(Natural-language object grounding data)
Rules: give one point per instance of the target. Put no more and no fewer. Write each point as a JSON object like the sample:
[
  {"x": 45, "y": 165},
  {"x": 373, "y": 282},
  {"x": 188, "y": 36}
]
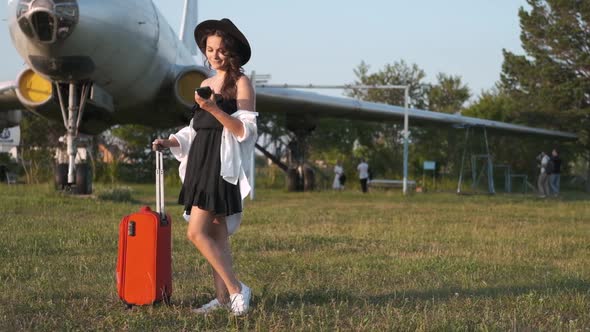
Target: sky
[{"x": 322, "y": 41}]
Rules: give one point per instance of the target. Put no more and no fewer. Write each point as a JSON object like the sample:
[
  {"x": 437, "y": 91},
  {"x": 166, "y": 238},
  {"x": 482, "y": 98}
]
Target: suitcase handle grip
[{"x": 160, "y": 187}]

» **Aim of the task**: Could every line above be set down exactly, with the pictures omitted?

» **Exercise answer**:
Rules: give one point per instance of the target. Put no more and no fewer. Write each point as a JSON object like the sample:
[
  {"x": 45, "y": 165},
  {"x": 373, "y": 282},
  {"x": 188, "y": 36}
]
Target: sky
[{"x": 322, "y": 41}]
Rules: give one point per instance of the target. Put no more and no fewer. Write each point as a JSON object like the sample:
[
  {"x": 437, "y": 91},
  {"x": 166, "y": 238},
  {"x": 482, "y": 98}
]
Target: suitcase handle grip
[{"x": 160, "y": 187}]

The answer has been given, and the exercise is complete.